---------- EXTRAIT FOURNI ----------

Afin d’apporter des éléments au portrait des élèves sous-scolarisés, nous aborderons davantage, dans le cadre de cet article, la première dimension, soit les variables cognitivo-langagières, en observant le développement des capacités métalinguistiques et de la lecture chez les élèves immigrants allophones sous-scolarisés nouvellement arrivés, ce qui, à notre connaissance, n’a pas fait jusqu’ici l’objet de recherches.

----------

CONSIGNE:
Reproduisez sans rien modifier tout le passage de l'extrait fourni, depuis « Afin d’apporter des » jusqu'à « l’objet de recherches. ».

---------- LISTE DES DONNÉES ----------

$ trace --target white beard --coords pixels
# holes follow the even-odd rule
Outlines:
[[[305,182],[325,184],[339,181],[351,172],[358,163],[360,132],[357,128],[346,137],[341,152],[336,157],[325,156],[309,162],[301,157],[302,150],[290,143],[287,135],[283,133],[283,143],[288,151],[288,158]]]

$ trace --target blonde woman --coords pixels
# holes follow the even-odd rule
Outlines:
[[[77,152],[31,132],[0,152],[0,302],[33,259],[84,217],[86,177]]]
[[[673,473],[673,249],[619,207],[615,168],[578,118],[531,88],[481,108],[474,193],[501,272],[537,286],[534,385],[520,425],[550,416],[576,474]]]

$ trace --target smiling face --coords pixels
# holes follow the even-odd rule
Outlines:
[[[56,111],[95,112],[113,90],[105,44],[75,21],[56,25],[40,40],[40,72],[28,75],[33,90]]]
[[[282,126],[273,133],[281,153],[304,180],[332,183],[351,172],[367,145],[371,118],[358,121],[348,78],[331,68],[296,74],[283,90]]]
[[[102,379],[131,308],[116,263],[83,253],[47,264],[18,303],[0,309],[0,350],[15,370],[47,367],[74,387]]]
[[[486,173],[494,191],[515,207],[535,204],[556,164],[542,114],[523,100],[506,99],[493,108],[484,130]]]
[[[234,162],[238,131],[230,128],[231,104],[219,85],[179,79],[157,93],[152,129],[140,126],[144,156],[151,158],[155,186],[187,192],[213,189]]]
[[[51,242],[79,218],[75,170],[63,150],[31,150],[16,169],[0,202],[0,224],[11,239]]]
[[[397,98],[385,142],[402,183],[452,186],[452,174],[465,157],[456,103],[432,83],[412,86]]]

----------

RÉPONSE ATTENDUE:
Afin d’apporter des éléments au portrait des élèves sous-scolarisés, nous aborderons davantage, dans le cadre de cet article, la première dimension, soit les variables cognitivo-langagières, en observant le développement des capacités métalinguistiques et de la lecture chez les élèves immigrants allophones sous-scolarisés nouvellement arrivés, ce qui, à notre connaissance, n’a pas fait jusqu’ici l’objet de recherches.